◆ SUPPLIED DATA ◆
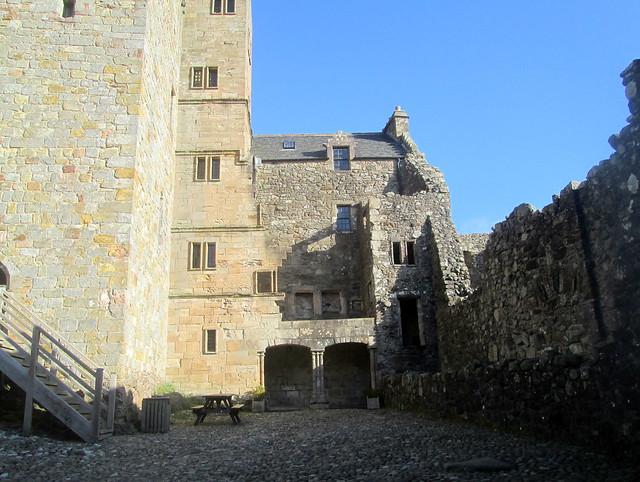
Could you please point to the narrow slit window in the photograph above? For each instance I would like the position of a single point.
(396, 248)
(343, 222)
(68, 8)
(411, 252)
(211, 255)
(210, 341)
(214, 170)
(196, 256)
(212, 77)
(201, 168)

◆ WHAT NEEDS TO BE DONE ◆
Transcribe the listing exactly; omit all images.

◆ SOLUTION TO THIS PROBLEM ◆
Could you please point to the narrow slit window in the photograph above? For each instance I would like the position of a single point.
(396, 248)
(343, 222)
(68, 8)
(411, 252)
(211, 255)
(210, 341)
(214, 170)
(196, 256)
(212, 77)
(201, 168)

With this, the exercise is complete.